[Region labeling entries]
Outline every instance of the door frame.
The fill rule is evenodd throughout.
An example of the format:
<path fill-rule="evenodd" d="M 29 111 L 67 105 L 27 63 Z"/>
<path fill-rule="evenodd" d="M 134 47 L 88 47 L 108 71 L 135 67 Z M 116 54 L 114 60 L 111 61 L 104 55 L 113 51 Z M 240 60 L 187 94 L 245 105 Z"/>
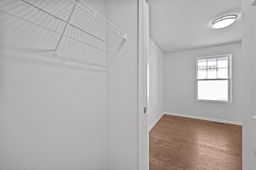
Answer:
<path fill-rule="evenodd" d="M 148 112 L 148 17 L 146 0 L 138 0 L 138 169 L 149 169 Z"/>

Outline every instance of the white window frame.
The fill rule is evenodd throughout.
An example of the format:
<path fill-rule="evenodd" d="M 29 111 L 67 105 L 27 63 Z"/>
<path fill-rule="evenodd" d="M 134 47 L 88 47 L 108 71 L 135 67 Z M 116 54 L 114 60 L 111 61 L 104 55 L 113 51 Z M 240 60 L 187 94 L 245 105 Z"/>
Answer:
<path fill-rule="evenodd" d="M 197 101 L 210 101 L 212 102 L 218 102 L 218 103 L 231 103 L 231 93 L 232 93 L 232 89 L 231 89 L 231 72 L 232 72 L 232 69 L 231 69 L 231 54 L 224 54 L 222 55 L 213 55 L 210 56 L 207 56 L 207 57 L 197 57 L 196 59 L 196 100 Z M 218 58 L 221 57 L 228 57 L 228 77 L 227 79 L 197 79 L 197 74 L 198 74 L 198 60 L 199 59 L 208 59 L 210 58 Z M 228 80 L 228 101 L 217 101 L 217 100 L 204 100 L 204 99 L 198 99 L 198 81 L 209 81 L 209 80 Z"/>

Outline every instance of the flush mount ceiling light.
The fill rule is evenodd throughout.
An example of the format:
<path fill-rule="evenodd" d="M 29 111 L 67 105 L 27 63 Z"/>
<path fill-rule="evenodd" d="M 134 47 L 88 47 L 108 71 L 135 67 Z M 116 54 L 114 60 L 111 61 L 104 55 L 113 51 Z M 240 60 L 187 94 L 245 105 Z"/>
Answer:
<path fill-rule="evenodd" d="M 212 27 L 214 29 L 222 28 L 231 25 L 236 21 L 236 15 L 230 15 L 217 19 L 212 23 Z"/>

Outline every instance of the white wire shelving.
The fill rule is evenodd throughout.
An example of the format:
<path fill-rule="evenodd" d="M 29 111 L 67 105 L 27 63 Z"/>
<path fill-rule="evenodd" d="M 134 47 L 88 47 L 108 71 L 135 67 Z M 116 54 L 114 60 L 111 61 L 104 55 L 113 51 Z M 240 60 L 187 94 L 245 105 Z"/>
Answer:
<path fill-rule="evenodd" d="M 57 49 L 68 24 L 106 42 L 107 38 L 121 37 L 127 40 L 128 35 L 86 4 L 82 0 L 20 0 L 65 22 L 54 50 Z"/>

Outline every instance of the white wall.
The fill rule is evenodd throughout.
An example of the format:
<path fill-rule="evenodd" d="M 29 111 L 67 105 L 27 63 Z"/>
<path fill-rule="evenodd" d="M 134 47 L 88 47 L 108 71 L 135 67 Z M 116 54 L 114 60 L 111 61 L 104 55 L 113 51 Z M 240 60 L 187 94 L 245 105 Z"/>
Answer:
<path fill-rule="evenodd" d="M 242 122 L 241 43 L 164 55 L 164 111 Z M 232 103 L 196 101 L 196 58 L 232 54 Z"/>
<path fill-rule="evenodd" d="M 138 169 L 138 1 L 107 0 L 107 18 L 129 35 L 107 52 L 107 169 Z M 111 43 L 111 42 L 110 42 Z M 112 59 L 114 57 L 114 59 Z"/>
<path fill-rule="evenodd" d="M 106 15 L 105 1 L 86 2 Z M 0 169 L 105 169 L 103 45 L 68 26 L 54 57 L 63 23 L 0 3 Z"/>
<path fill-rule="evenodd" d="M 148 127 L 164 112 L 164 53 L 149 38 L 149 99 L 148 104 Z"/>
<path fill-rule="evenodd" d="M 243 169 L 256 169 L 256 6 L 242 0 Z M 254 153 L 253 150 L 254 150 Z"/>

==

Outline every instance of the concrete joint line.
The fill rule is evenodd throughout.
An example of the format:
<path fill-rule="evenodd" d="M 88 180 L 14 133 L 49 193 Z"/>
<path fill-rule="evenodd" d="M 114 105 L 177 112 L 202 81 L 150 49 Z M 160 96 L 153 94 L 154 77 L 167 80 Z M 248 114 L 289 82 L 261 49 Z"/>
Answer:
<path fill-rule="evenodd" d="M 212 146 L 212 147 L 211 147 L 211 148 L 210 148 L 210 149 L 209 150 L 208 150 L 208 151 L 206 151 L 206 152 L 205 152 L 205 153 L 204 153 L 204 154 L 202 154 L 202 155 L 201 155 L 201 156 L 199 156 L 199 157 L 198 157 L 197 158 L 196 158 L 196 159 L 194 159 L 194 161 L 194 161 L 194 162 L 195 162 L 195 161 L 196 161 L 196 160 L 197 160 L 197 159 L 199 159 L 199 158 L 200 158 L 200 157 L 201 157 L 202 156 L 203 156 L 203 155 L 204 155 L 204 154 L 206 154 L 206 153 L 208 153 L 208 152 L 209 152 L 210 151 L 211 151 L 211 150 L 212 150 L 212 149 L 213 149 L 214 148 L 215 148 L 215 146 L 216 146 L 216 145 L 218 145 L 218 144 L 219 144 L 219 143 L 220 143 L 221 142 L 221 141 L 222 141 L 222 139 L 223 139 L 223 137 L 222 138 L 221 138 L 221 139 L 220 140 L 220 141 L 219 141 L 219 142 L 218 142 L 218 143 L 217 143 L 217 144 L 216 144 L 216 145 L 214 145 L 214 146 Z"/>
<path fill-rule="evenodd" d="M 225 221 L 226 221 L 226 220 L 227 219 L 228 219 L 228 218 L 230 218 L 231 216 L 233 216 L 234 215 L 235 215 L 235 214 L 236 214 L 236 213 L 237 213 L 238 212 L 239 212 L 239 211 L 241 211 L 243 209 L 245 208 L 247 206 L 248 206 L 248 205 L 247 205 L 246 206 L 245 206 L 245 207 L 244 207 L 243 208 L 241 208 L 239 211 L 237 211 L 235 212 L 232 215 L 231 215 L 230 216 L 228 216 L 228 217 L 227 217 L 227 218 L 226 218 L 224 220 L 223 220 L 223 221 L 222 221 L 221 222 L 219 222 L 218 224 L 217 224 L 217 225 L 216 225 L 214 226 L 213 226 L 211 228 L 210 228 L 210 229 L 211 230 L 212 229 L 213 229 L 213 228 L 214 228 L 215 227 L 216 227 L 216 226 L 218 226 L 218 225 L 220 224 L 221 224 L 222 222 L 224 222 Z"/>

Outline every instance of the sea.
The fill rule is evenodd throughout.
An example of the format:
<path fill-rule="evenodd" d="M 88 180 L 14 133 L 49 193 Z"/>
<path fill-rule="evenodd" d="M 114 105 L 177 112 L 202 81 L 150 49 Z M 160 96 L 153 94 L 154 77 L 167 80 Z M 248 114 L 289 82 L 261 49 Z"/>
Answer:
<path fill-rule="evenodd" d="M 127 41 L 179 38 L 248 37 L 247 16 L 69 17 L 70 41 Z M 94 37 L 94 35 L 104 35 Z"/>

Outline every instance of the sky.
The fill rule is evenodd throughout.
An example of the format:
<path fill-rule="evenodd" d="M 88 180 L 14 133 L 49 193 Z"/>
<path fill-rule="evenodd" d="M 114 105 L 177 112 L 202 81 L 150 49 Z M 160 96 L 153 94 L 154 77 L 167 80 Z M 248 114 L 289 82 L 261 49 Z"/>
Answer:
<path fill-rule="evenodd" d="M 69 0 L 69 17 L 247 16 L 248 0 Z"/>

WHAT THE TASK ASKS:
Give everything from the line containing "Outline every instance of the sky." down to the line containing "69 17 L 247" as a numbered list, leaving out any blank lines.

ANSWER TO THE EXERCISE:
1. Outline every instance of the sky.
2. The fill rule is evenodd throughout.
3. An example of the format:
4. <path fill-rule="evenodd" d="M 88 180 L 14 133 L 49 193 Z"/>
5. <path fill-rule="evenodd" d="M 114 105 L 177 112 L 202 81 L 150 49 Z M 160 96 L 153 94 L 154 77 L 167 80 Z M 248 114 L 289 82 L 261 49 Z"/>
6. Answer:
7. <path fill-rule="evenodd" d="M 69 0 L 69 17 L 247 16 L 248 0 Z"/>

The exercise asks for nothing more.